Requirements
Please collect every line below that contains the word "patient", copying each one in full.

The data

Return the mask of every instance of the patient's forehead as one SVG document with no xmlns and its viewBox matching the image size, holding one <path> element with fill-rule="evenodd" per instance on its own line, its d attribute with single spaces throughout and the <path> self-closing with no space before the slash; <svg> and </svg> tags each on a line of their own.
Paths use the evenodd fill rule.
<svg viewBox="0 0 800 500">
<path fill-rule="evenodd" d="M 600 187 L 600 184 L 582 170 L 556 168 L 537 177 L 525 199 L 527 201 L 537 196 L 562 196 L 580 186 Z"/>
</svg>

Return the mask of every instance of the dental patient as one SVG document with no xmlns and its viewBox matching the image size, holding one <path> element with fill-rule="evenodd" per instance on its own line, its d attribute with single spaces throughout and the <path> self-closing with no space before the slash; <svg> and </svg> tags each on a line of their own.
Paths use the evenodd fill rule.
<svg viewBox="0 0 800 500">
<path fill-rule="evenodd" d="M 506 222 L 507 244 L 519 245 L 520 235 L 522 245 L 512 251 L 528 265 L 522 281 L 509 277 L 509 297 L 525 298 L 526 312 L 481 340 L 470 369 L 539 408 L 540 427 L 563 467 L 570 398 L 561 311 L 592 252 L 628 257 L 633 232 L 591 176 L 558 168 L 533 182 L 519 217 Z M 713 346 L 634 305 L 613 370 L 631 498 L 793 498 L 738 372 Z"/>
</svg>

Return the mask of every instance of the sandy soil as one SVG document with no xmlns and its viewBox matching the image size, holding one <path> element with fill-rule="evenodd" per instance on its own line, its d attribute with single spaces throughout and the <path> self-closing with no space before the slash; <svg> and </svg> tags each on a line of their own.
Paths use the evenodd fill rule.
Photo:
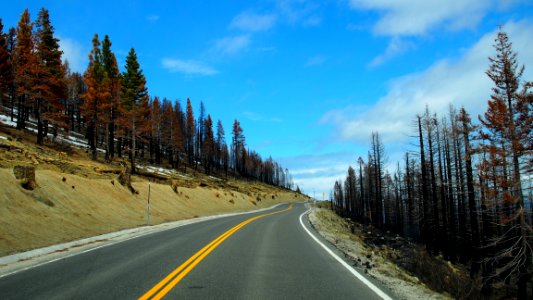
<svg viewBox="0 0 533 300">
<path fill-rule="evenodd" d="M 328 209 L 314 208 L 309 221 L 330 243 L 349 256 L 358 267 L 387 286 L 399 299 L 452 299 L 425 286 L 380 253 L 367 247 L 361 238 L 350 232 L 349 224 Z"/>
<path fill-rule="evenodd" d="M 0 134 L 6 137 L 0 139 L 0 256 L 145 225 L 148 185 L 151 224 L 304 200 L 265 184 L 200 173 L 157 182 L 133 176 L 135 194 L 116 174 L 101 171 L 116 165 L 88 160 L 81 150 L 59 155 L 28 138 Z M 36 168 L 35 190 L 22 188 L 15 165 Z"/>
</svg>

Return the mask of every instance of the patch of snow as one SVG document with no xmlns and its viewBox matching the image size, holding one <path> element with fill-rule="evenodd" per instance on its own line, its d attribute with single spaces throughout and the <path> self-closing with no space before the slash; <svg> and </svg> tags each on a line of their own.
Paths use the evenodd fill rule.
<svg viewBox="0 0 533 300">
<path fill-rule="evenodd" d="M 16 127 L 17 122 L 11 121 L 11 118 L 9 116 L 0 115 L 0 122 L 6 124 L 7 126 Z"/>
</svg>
---
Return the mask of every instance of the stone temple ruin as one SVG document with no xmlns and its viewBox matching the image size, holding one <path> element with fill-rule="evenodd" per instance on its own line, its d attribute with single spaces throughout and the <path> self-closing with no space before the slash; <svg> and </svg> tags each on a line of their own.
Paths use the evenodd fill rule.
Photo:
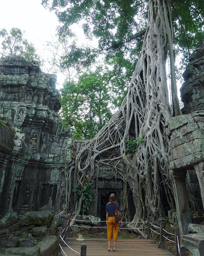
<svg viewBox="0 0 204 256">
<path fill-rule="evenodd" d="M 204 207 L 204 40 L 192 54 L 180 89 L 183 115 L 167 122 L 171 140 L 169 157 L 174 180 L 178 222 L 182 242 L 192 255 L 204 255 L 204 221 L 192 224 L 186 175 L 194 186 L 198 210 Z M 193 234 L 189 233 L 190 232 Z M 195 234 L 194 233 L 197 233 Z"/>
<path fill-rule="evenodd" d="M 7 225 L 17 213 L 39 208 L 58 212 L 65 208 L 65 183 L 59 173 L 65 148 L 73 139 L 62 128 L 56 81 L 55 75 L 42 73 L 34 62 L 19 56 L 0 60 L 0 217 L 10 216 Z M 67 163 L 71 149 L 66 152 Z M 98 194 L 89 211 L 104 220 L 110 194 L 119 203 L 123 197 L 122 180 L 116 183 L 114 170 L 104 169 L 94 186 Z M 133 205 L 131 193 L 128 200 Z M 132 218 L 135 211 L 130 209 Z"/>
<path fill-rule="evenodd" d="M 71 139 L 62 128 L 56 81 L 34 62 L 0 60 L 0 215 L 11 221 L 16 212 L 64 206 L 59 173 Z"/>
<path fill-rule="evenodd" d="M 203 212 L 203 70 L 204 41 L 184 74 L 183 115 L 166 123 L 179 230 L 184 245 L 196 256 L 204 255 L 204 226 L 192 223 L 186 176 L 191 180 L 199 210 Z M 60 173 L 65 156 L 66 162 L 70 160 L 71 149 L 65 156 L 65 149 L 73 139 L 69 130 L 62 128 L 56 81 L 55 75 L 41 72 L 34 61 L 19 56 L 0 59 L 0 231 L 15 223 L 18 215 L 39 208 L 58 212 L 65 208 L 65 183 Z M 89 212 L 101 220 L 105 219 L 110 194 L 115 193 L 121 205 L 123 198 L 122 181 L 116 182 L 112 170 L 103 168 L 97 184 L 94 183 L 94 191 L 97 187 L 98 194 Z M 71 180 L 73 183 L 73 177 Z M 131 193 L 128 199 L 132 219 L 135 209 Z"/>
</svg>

Answer to the task
Return the mask of every instance of the patient's forehead as one SVG document with no xmlns and its viewBox matching the image size, holding one <path> element with fill-rule="evenodd" per instance on its own line, its d attribute with single spaces throughout and the <path> self-closing with no space before the slash; <svg> and </svg> tags each on a line of their own.
Return the mask of every instance of the dental patient as one SVG document with no xmlns and its viewBox matching the image size, holding one <path> element with fill-rule="evenodd" per instance on its own line, its d attribute with single spaces throughout and the <path> self-closing with no space before the slash; <svg> and </svg> tags each on a line of their own.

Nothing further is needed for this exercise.